Look through the lines below for the word "each", and copy every line that has it.

Records drawn from a dataset:
*** Block opens ***

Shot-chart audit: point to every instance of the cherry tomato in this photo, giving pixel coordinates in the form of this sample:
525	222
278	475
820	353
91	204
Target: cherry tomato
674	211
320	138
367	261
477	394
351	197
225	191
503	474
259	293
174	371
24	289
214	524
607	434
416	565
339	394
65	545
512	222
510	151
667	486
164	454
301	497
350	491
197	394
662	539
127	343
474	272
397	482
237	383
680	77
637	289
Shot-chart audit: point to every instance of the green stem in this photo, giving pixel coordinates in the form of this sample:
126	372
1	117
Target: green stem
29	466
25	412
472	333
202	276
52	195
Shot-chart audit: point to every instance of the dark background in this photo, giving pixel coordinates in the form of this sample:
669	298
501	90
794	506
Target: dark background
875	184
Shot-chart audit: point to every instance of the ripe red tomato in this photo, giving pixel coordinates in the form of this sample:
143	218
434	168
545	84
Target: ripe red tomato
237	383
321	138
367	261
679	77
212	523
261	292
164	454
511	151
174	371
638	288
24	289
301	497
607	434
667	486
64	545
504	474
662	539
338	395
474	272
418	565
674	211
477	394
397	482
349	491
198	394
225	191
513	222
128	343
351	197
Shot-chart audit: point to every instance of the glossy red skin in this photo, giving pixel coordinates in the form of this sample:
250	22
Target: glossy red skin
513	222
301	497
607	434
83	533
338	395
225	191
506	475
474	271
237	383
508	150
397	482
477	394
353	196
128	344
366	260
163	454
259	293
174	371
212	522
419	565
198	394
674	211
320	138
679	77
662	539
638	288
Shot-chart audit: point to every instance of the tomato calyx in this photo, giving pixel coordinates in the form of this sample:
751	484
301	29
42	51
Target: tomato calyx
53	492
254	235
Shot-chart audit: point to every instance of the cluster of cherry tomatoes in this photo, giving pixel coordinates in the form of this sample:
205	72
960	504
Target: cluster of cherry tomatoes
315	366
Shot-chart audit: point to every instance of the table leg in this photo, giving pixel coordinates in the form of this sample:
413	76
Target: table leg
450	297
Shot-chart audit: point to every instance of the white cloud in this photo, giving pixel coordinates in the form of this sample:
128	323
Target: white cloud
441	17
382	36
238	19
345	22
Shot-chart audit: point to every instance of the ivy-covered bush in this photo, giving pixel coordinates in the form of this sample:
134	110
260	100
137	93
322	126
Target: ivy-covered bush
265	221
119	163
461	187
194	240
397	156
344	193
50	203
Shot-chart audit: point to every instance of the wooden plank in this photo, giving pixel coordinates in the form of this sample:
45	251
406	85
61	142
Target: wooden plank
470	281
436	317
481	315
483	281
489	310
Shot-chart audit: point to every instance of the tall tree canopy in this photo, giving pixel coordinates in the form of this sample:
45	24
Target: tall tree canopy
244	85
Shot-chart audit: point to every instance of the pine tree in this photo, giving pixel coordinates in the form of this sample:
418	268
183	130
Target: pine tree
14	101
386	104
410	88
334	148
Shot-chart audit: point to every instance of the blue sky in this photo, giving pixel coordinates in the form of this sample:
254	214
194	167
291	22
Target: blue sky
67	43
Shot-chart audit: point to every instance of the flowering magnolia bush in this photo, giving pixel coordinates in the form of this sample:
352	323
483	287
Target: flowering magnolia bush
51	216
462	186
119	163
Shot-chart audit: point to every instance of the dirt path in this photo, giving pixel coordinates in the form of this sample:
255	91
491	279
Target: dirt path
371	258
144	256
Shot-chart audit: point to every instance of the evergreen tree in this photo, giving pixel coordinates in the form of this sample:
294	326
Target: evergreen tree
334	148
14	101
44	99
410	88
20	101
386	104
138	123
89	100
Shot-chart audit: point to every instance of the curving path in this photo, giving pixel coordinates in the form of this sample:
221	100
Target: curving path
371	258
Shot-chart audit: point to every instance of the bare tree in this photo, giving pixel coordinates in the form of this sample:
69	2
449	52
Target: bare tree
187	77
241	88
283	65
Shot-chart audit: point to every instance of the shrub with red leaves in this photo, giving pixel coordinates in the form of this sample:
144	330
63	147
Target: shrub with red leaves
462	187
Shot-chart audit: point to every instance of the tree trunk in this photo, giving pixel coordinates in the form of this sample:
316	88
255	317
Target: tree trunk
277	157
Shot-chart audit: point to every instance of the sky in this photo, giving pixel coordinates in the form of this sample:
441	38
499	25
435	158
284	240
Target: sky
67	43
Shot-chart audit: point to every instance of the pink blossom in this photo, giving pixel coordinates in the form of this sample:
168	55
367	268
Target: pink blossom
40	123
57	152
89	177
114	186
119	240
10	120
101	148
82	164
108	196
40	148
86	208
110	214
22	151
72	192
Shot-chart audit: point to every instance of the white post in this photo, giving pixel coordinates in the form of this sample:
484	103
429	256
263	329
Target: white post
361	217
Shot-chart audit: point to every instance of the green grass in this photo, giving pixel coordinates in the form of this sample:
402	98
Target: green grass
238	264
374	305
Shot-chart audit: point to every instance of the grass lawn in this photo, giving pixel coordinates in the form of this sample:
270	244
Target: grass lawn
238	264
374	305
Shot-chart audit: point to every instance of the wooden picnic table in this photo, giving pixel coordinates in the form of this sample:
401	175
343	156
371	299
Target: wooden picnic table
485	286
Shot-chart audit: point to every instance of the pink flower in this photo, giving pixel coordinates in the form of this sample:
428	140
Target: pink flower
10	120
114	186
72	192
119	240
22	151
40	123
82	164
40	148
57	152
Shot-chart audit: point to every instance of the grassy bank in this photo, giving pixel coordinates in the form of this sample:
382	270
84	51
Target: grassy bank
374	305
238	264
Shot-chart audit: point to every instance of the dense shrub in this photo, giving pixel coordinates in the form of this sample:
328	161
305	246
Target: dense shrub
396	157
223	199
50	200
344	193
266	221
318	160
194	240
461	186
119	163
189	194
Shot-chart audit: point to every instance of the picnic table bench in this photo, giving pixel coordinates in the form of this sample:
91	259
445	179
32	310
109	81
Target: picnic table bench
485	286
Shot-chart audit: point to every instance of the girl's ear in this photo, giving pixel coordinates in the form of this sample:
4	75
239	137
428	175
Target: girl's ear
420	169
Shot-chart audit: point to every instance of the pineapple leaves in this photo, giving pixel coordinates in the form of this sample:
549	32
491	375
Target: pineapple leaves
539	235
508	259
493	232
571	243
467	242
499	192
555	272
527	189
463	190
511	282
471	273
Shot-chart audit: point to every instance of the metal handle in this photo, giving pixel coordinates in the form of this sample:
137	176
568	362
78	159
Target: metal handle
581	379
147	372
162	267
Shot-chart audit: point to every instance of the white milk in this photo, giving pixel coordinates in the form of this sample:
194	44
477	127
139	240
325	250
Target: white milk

*** Block closes ***
*** Block opens ***

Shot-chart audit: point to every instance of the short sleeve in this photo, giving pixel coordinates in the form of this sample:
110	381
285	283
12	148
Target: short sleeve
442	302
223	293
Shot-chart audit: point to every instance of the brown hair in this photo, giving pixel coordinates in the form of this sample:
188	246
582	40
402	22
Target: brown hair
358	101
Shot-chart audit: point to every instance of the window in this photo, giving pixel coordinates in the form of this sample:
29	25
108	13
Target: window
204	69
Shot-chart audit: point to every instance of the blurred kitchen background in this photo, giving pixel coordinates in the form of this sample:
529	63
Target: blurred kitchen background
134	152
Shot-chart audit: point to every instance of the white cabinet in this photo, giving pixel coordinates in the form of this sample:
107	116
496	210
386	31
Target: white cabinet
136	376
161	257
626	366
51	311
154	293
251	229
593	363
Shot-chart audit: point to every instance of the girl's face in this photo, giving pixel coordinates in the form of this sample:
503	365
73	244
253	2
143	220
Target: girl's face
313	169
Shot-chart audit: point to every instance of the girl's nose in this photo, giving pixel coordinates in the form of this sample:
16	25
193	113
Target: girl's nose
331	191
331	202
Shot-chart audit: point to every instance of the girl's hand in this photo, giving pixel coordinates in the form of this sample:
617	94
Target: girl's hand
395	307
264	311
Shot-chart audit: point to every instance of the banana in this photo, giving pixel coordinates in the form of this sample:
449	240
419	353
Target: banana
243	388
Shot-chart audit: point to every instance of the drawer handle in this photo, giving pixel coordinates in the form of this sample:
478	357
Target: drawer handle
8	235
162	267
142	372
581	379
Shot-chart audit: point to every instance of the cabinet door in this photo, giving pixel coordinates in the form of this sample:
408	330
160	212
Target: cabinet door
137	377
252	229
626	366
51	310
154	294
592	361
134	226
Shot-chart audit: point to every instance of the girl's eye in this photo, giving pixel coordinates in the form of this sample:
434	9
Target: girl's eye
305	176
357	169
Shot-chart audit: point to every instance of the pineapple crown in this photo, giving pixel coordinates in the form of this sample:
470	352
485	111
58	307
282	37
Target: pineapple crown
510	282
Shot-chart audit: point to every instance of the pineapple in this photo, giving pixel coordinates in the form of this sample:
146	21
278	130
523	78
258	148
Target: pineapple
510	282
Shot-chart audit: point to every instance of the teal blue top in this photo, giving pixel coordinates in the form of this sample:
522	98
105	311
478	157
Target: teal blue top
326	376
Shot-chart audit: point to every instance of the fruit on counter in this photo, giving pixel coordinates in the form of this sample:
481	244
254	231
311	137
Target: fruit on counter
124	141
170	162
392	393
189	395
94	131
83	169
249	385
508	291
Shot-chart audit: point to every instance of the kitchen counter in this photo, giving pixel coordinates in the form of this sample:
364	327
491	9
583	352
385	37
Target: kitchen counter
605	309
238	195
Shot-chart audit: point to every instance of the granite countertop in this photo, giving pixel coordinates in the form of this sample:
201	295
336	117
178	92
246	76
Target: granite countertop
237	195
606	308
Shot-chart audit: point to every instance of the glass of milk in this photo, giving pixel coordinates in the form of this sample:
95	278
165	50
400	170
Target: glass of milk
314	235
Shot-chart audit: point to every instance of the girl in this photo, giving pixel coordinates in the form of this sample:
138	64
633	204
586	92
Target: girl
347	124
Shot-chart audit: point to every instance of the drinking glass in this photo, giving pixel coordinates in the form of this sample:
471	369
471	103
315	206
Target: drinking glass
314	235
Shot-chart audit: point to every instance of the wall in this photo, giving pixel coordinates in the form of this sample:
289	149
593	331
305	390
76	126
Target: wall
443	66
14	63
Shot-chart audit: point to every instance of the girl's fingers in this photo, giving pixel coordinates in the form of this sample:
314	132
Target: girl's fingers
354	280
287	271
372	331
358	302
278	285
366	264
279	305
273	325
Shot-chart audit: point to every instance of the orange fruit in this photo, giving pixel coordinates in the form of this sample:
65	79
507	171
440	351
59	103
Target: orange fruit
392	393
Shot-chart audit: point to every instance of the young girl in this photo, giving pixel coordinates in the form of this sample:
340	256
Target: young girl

*** Block closes ***
*** Block opens ***

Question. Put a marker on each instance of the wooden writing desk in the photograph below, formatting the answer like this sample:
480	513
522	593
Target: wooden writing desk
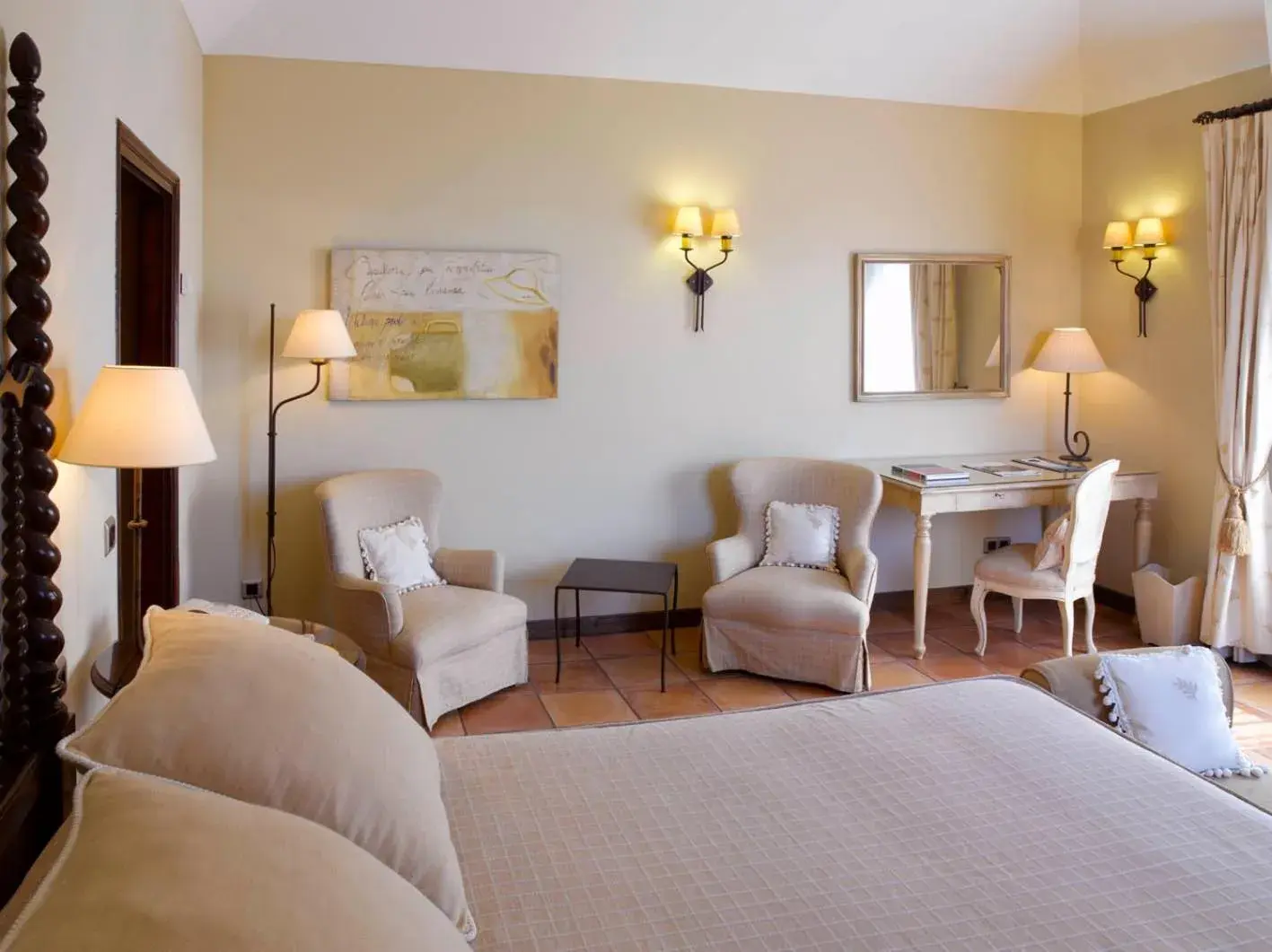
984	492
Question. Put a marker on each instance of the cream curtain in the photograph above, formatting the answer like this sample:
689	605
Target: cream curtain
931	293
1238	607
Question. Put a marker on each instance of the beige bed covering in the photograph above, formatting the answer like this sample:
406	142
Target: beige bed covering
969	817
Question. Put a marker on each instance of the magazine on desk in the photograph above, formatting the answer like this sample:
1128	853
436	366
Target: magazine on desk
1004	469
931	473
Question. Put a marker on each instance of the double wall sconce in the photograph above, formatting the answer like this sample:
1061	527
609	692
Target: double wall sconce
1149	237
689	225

*** Block closes ***

» **Solution to this task**
Question. Put a marker on each instance of the wooden writing desk in the photograph below, formatting the answer like this sample:
Question. Put a marker on each instance of the cream curtain in the photograph above, formatting the answer like this sample:
Question. Put a marker on each instance of the beige bed covering in the photograph above, formatting the answer like this sample:
Question. Put a marker on each instance of the magazine on desk in the photograph above, formatting the answer like this sample:
Question. Put a marker on each instance of the double wall sconce in the photograph above, formatting the answer like this sample:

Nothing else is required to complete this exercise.